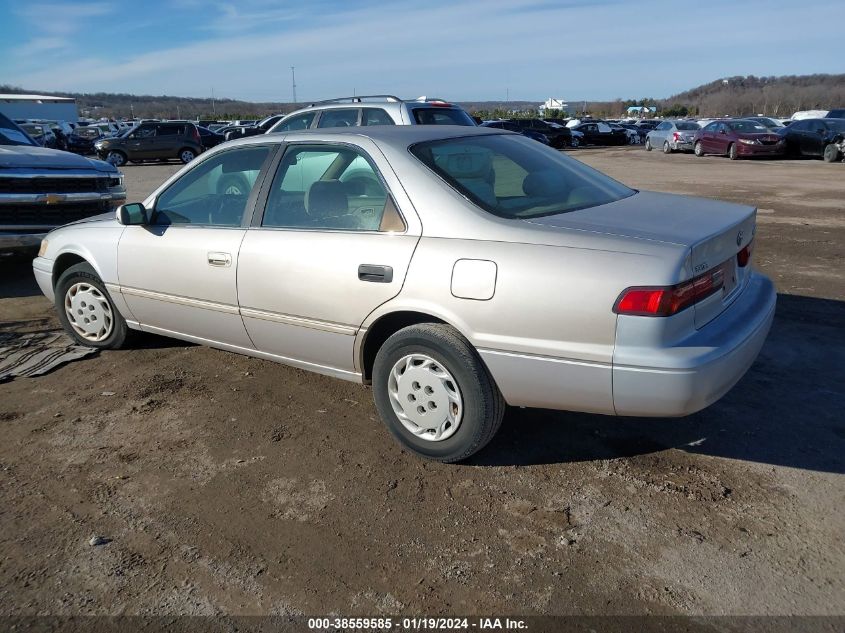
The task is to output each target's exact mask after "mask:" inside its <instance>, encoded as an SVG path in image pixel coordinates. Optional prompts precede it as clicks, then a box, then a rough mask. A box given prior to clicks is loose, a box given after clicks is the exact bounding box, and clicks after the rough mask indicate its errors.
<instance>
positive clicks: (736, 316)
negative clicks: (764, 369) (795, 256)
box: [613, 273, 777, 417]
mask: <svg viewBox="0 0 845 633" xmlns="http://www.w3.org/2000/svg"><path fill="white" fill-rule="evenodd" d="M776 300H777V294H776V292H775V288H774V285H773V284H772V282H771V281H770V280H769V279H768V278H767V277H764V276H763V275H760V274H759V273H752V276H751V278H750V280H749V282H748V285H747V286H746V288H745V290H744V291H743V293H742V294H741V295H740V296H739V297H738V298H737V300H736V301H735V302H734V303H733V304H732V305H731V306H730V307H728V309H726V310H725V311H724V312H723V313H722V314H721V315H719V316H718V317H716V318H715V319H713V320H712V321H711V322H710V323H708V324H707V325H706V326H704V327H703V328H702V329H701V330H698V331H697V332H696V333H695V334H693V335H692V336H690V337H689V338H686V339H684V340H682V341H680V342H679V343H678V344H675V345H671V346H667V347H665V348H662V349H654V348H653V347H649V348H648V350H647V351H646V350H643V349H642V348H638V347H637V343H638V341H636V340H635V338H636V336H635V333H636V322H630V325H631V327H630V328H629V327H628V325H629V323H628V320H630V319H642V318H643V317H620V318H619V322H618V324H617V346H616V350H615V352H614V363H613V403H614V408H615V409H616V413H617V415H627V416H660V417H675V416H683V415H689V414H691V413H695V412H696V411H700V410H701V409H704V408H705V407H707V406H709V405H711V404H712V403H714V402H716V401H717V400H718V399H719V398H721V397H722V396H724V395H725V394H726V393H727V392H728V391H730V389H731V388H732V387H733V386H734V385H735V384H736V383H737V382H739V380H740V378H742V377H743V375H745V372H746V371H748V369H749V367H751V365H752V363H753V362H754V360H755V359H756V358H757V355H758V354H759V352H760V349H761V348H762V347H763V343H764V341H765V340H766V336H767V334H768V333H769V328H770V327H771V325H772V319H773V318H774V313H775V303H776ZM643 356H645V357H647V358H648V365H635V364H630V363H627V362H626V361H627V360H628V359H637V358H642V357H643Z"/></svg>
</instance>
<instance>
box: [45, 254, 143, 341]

######

* WORK TO BE COMPLETED *
Arrange every line of the listing above as a Markdown table with the columns "No." and "Text", one row per line, skipping blank lines. Leave the pictures out of the table.

* RESPONSE TO THIS TASK *
| No. | Text |
|---|---|
| 1 | The task is to output each target's exact mask after "mask:" inside its <instance>, encoded as an SVG path in image pixel coordinates. Optional prompts precede it as clicks, then a box, then a rough mask. A box given prior to clicks is loose, a box given after clicks is the exact bounding box, and clicks after the rough mask indicate its errors. |
| 2 | <instance> |
| 3 | positive clicks: (736, 316) |
| 4 | negative clicks: (764, 369) (795, 256) |
| 5 | box: [613, 273, 777, 417] |
| 6 | mask: <svg viewBox="0 0 845 633" xmlns="http://www.w3.org/2000/svg"><path fill="white" fill-rule="evenodd" d="M776 300H777V294H776V292H775V288H774V285H773V284H772V282H771V281H770V280H769V279H768V278H767V277H764V276H763V275H760V274H759V273H752V276H751V278H750V280H749V282H748V285H747V286H746V288H745V290H744V291H743V293H742V294H741V295H740V296H739V297H738V298H737V300H736V301H735V302H734V303H733V304H732V305H731V306H730V307H728V309H726V310H725V311H724V312H723V313H722V314H721V315H719V316H718V317H716V318H715V319H713V320H712V321H711V322H710V323H708V324H707V325H706V326H704V327H703V328H702V329H701V330H698V331H697V332H696V333H695V334H693V335H692V336H690V337H689V338H686V339H684V340H682V341H680V342H679V343H678V344H675V345H671V346H667V347H665V348H662V349H654V348H653V347H649V348H648V350H647V351H646V350H643V349H642V348H638V347H637V343H638V341H636V340H635V338H636V336H635V333H636V322H630V325H631V327H630V328H629V327H628V325H629V323H628V320H630V319H642V318H643V317H620V318H619V322H618V324H617V346H616V350H615V352H614V363H613V403H614V408H615V409H616V413H617V415H627V416H660V417H675V416H683V415H689V414H691V413H695V412H696V411H700V410H701V409H704V408H705V407H707V406H709V405H711V404H712V403H714V402H716V401H717V400H718V399H719V398H721V397H722V396H724V395H725V394H726V393H727V392H728V391H730V389H731V388H732V387H733V386H734V385H735V384H736V383H737V382H739V380H740V378H742V377H743V375H745V372H746V371H748V369H749V367H751V365H752V363H753V362H754V360H755V359H756V358H757V355H758V354H759V352H760V349H761V348H762V347H763V343H764V341H765V340H766V336H767V334H768V333H769V328H770V327H771V325H772V319H773V318H774V313H775V303H776ZM643 356H645V357H647V358H648V365H635V364H630V363H627V362H626V361H627V360H628V359H637V358H642V357H643Z"/></svg> |
| 7 | </instance> |
| 8 | <instance> |
| 9 | box: [45, 254, 143, 341] |